→ Travail demandé: Reproduisez le passage de l'extrait sur les caves coopératives compris entre « Le phénomène a » et « cinq-six ans '. », ces deux mots inclus.

→ Extrait choisi:
☆ ☆ ☆

Ailleurs, le mouvement se dessine aussi. En Bourgogne, il touche surtout la Côte chalonnaise, secteur de production de vins rouges frappé par la mévente. Une cave coopérative a fait l'objet de demandes d'adhésion. ' Nous avons intégré 60 ha de plus au cours des deux dernières campagnes ', avance Gérard Maître, président de la coopérative de Buxy (Saône-et-Loire). Les demandes émanaient de viticulteurs qui vendaient en gros au négoce et ont rencontré des difficultés de commercialisation de leurs vins. Les coopératives ont souvent des réseaux de vente mieux implantés et souffrent un peu moins de la crise. ' La cave, qui s'apprêtait à investir dans un nouveau chai de vinification, a revu ses dimensions à la hausse.
Le phénomène a également gagné quelques caves coopératives de l'Hérault. Celle de Cers a intégré 120 ha en trois ans, dont 90 ha en une seule année. Selon son président, Serge Delonca, ' il s'agit de caves particulières qui vendaient des cépages internationaux à des wineries. Ces dernières ont diminué leurs achats, car le marché de ces vins est moins porteur qu'il y a cinq-six ans '.

☆ ☆ ☆

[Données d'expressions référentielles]
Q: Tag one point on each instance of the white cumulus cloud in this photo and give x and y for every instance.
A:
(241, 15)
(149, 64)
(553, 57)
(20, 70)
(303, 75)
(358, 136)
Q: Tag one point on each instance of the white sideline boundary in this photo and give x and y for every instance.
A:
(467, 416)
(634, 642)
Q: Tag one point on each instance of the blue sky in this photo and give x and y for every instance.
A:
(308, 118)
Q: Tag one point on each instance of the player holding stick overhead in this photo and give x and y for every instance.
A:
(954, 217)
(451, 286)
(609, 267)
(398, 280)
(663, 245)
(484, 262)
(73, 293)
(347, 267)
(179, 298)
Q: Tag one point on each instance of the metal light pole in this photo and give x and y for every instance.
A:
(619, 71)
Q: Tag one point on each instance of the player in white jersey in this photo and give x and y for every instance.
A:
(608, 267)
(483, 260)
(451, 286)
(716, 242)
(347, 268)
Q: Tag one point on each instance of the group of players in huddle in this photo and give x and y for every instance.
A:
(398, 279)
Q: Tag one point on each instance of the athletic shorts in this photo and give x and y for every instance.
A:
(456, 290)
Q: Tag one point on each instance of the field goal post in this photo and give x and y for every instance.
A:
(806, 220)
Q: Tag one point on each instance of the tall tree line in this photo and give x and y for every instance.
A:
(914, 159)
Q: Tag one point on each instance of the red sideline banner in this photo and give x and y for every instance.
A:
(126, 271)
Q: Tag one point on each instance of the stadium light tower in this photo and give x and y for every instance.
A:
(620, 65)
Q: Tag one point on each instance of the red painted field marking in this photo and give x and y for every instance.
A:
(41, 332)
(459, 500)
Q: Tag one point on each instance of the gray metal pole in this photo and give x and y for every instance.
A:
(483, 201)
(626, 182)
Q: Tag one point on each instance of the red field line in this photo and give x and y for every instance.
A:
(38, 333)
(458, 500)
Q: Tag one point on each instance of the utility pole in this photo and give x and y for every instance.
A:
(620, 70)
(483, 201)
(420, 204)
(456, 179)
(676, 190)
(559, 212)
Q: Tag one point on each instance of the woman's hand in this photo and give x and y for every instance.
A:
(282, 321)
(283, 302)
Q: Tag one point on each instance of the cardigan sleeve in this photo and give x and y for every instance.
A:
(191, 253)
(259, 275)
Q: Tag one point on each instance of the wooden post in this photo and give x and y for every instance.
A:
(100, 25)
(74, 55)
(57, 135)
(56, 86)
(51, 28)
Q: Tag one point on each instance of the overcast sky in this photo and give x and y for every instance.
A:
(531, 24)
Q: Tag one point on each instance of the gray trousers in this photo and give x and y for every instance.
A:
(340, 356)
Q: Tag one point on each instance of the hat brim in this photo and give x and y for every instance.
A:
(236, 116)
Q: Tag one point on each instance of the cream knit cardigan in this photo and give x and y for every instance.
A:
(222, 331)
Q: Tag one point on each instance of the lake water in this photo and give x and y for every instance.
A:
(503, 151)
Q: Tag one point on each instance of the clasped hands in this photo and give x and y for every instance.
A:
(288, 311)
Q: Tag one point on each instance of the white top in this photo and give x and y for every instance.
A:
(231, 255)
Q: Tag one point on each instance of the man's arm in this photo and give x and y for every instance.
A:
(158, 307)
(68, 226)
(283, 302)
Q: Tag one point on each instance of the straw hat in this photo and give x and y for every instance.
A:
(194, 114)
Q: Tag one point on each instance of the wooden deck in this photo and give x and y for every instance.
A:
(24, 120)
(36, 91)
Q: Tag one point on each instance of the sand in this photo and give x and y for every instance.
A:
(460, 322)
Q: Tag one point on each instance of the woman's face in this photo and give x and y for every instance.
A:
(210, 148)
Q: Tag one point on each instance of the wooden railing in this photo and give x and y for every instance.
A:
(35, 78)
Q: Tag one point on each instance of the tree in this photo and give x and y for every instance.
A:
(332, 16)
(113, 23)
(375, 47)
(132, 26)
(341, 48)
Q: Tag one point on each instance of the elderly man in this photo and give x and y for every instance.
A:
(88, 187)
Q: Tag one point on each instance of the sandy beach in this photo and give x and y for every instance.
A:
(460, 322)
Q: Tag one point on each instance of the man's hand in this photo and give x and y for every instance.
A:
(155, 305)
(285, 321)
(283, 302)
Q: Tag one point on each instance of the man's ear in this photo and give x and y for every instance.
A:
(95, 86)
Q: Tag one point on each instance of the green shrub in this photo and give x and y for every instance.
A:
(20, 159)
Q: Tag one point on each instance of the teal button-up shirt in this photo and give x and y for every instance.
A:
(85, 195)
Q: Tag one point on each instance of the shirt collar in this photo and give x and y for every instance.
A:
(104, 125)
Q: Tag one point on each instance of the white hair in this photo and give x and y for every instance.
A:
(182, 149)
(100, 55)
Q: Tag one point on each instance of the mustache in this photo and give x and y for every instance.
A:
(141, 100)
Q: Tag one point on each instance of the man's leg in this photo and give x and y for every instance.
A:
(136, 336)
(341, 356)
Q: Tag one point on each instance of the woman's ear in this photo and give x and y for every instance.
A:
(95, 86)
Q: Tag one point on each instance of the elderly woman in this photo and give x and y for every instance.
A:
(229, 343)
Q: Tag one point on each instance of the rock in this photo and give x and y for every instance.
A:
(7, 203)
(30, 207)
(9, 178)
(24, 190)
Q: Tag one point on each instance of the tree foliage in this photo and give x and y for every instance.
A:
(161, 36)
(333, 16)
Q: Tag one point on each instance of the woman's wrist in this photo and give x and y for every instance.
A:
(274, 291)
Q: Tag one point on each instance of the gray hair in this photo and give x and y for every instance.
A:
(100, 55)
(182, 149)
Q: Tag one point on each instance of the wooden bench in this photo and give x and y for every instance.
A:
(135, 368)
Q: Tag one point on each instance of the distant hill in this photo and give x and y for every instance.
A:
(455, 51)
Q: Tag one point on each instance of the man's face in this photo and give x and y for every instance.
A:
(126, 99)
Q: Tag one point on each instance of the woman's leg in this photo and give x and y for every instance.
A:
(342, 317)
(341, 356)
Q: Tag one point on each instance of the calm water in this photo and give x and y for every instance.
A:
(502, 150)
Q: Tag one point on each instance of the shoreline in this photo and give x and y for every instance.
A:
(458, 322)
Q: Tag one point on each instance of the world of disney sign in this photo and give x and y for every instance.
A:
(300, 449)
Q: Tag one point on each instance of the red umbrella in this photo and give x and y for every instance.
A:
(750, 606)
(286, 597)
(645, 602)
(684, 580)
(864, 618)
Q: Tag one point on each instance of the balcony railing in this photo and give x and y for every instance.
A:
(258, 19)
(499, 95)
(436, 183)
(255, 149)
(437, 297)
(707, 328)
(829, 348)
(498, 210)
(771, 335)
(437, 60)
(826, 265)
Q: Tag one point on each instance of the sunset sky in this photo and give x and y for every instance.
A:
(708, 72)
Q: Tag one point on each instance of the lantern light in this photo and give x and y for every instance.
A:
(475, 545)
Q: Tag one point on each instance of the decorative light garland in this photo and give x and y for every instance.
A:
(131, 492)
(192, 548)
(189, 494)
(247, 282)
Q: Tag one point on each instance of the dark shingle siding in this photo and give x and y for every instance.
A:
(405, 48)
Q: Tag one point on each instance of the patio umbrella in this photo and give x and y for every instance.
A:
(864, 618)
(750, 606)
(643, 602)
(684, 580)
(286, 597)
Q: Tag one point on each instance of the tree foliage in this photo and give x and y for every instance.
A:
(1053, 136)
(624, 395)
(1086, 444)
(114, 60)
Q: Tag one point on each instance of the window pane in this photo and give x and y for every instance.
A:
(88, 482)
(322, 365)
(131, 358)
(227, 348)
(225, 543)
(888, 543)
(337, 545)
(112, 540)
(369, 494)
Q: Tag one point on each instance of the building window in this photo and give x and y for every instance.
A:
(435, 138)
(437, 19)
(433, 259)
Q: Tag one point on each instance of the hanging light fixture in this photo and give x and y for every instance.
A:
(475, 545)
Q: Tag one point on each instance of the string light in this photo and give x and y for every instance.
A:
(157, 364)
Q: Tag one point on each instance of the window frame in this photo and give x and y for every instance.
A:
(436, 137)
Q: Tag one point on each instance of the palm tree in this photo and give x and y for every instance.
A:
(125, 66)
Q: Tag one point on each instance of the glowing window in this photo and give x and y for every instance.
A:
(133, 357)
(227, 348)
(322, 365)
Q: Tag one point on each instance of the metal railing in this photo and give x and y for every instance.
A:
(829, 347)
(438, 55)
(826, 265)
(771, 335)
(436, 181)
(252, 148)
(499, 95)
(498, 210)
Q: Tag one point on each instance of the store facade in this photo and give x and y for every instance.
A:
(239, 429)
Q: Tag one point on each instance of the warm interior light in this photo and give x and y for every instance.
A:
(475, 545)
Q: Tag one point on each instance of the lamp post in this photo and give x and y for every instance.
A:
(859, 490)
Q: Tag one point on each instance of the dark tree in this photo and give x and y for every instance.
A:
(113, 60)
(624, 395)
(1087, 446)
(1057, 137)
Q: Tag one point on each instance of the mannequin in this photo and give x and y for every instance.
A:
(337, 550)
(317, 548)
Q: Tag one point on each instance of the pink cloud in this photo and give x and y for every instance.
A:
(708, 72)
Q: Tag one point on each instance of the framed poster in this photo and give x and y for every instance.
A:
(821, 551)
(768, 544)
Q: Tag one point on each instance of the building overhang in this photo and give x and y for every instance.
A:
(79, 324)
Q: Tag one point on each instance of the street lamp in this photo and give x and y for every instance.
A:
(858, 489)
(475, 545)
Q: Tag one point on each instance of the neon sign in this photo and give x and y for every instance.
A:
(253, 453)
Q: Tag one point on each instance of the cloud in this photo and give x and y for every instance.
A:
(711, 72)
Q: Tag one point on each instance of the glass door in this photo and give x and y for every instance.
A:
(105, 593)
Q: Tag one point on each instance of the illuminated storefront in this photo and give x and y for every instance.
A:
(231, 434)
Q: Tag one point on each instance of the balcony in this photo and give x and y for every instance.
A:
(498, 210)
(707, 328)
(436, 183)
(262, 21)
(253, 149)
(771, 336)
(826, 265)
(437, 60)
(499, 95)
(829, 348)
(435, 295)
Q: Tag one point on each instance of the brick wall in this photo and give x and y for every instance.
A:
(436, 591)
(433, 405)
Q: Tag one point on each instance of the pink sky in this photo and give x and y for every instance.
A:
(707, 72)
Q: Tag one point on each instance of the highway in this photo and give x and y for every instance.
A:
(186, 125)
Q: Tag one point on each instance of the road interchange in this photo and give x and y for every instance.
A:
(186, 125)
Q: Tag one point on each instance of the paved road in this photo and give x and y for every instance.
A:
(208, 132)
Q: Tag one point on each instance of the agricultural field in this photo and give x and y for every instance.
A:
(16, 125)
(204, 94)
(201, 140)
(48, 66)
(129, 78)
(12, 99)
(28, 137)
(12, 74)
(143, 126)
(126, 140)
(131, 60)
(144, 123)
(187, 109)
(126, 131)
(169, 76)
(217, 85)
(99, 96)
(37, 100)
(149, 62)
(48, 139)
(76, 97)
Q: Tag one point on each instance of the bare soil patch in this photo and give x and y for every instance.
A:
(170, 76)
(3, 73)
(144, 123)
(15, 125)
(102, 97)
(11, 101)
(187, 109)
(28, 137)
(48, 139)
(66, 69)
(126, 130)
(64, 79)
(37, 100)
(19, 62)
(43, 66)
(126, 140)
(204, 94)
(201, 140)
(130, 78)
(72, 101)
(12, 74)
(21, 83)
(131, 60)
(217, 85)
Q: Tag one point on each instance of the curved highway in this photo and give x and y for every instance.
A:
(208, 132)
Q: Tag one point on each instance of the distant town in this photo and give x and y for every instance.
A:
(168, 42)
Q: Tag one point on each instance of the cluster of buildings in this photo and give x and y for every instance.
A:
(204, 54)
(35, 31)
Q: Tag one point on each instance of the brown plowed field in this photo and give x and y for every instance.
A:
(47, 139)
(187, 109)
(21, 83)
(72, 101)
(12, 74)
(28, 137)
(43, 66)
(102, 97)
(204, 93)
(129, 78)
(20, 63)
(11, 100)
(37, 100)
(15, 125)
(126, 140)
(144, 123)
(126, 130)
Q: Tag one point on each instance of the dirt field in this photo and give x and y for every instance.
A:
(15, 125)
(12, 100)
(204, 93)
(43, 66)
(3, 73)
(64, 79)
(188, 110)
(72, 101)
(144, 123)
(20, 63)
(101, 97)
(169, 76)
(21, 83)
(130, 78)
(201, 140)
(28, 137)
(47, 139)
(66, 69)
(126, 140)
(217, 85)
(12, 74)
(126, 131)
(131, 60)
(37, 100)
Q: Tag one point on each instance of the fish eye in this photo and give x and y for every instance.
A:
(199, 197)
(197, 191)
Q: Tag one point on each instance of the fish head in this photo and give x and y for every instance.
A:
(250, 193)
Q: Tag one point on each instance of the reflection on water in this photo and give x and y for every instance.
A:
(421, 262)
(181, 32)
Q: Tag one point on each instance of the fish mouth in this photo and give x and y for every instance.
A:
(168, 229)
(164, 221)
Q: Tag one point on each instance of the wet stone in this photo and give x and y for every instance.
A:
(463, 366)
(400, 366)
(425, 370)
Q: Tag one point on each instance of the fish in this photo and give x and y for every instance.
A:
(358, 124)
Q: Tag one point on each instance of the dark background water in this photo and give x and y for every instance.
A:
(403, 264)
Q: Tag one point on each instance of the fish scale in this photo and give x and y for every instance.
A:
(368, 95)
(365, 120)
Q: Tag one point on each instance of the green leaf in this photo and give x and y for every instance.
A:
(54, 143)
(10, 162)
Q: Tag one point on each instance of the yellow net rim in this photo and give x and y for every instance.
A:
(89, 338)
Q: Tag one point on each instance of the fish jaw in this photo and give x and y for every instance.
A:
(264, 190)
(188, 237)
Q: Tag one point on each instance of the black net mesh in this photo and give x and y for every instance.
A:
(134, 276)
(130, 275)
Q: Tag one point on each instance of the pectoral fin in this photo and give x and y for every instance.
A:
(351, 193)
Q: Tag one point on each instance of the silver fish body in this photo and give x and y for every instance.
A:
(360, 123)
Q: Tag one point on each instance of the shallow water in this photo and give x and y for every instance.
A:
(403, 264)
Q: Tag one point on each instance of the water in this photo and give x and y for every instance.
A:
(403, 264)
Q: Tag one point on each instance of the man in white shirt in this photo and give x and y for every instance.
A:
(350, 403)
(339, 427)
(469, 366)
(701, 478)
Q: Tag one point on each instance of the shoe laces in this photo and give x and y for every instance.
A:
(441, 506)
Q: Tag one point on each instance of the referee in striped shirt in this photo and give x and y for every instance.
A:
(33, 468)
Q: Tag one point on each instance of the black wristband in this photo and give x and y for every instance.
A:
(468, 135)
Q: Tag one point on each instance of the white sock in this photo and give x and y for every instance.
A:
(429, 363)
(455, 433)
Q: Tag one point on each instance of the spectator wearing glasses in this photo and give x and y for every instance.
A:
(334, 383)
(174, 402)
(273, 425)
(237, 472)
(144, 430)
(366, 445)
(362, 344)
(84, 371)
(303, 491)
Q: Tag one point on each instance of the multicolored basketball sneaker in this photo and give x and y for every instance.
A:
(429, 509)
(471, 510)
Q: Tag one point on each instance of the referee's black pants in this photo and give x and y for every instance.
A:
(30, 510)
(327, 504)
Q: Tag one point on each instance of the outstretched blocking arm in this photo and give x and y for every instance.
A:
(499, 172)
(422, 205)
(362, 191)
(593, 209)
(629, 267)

☆ ☆ ☆

→ Résultat de l'exercice:
Le phénomène a également gagné quelques caves coopératives de l'Hérault. Celle de Cers a intégré 120 ha en trois ans, dont 90 ha en une seule année. Selon son président, Serge Delonca, ' il s'agit de caves particulières qui vendaient des cépages internationaux à des wineries. Ces dernières ont diminué leurs achats, car le marché de ces vins est moins porteur qu'il y a cinq-six ans '.